====== 本文
デパ地下の雑踏のど真ん中で仁王立ちしてスマホ操作!いけない。

 基本的に自分の脳に東西南北の概念が入っていないから、スマホで地図を見て解ったつもりでも実際がわからなくてキョロキョロしている。筆者も道端で「北ってどっちっすかねぇ?」と訊かれたことが幾度かあった。

 あらかじめ、自分の行く先の情報、そこまでのルート・時間、これらを調べて行動をしないからすぐに現場でパニくる。半分は自業自得なのだが、首都圏直下大地震に富士山爆発が起こった時にスマホ命で、スマホに頼って日常を生きている者共のパニックと混乱、そう遠い日の事ではないような気がするが如何?

 ③ 三つめが生成系AI(=ChatGPTの類)
 最近、地方自治体がこの生成系AIを業務に取り入れましたと、「話題の新技術を使ってんだを我々は!」アピールが目立つが先行きは相当怪しげだ。

 PRのつもりで導入をアピールしているのだろうが、マイナンバーカードの実例を見るがいい。いくらAIだのコンピューターだの言っても、それを使う人間が起こすミスはAIやコンピュータは修正してくれない。
============
====== 提示レコード
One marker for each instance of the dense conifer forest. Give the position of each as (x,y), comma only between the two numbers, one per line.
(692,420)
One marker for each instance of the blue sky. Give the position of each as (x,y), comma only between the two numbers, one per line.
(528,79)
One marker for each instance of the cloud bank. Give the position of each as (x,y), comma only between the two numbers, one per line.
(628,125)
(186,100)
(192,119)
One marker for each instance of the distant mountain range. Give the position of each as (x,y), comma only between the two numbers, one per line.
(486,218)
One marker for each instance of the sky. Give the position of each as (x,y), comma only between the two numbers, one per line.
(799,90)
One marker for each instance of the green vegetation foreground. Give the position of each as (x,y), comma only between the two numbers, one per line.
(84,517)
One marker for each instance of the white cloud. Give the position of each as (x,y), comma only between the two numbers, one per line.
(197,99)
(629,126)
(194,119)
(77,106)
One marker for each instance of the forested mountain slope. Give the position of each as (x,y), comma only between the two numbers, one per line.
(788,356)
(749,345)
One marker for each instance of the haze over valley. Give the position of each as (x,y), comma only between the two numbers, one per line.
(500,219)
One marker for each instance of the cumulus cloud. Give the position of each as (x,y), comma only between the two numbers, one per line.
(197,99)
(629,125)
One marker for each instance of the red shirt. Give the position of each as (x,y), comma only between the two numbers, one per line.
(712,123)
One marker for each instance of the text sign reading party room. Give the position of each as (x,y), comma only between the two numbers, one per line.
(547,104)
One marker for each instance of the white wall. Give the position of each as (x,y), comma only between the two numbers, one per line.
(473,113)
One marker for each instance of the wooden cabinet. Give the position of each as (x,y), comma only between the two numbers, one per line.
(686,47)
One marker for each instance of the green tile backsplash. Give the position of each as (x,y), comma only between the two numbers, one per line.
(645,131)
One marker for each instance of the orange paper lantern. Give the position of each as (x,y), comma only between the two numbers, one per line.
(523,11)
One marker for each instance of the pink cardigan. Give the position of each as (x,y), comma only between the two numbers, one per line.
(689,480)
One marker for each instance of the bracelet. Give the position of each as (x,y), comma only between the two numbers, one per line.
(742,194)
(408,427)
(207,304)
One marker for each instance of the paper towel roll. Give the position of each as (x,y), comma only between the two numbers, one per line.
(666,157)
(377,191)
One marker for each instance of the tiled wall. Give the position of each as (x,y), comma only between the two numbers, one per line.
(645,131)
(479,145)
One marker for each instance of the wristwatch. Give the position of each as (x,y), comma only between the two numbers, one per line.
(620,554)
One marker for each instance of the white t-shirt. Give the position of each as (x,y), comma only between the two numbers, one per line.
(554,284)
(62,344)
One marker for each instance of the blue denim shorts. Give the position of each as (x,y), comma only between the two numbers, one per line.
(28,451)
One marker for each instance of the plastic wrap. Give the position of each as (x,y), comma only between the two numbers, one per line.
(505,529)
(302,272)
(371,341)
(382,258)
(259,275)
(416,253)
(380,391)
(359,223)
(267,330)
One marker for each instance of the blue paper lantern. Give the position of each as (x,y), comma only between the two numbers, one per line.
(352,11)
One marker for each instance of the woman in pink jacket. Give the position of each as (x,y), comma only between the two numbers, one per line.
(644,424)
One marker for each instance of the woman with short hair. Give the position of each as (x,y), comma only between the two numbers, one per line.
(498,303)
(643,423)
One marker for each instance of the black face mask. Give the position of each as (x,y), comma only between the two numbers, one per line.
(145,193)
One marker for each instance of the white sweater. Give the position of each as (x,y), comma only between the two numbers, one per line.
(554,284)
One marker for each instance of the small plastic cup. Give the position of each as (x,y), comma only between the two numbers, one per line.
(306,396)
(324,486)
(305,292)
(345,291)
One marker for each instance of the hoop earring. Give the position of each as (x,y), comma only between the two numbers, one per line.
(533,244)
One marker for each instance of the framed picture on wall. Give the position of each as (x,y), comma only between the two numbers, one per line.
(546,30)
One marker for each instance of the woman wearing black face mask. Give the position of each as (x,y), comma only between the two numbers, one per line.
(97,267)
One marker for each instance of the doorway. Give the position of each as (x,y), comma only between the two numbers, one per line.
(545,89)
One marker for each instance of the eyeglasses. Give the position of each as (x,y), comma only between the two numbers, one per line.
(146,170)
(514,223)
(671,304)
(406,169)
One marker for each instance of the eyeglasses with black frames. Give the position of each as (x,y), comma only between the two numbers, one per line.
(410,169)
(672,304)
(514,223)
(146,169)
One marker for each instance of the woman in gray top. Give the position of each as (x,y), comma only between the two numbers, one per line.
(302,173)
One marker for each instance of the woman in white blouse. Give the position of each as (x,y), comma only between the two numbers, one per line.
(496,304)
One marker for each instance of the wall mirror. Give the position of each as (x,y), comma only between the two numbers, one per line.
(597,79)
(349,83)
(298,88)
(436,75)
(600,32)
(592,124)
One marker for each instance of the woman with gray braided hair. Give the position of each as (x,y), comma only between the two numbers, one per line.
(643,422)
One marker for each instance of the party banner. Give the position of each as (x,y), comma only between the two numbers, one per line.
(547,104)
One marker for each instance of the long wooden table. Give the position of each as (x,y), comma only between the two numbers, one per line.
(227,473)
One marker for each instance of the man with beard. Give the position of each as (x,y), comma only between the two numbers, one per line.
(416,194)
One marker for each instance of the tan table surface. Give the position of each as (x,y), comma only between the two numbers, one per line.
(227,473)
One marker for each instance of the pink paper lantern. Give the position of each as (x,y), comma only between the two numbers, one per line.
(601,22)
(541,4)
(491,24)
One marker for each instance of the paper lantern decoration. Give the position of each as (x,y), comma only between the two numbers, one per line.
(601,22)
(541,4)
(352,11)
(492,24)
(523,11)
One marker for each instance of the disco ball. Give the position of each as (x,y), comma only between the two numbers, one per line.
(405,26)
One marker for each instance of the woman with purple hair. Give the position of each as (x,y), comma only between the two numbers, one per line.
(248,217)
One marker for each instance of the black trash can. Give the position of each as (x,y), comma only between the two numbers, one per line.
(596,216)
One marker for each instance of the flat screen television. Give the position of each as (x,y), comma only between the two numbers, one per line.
============
## 理解度チェック:
**1.** 本文について、次の問いに答えてください。
(a) 筆者が道端で幾度か訊かれたのはどんな言葉ですか。
(b) 「三つめ」として挙げられているものは何ですか。
(c) 人間が起こすミスについて、本文はAIやコンピュータが何をしてくれないと述べていますか。
**2.** 本文の「デパ地下の雑踏のど真ん中で仁王立ちしてスマホ操作!いけない。」から「③ 三つめが生成系AI(=ChatGPTの類)」までをすべて、「東西南北」を「方角」に差し替えて書き直してください。
このレコードは参照しなくてかまいません。

## 解答例:
**1.**
(a) 「北ってどっちっすかねぇ?」
(b) 生成系AI(=ChatGPTの類)
(c) 修正してくれない。

**2.**
デパ地下の雑踏のど真ん中で仁王立ちしてスマホ操作!いけない。

 基本的に自分の脳に方角の概念が入っていないから、スマホで地図を見て解ったつもりでも実際がわからなくてキョロキョロしている。筆者も道端で「北ってどっちっすかねぇ?」と訊かれたことが幾度かあった。

 あらかじめ、自分の行く先の情報、そこまでのルート・時間、これらを調べて行動をしないからすぐに現場でパニくる。半分は自業自得なのだが、首都圏直下大地震に富士山爆発が起こった時にスマホ命で、スマホに頼って日常を生きている者共のパニックと混乱、そう遠い日の事ではないような気がするが如何?

 ③ 三つめが生成系AI(=ChatGPTの類)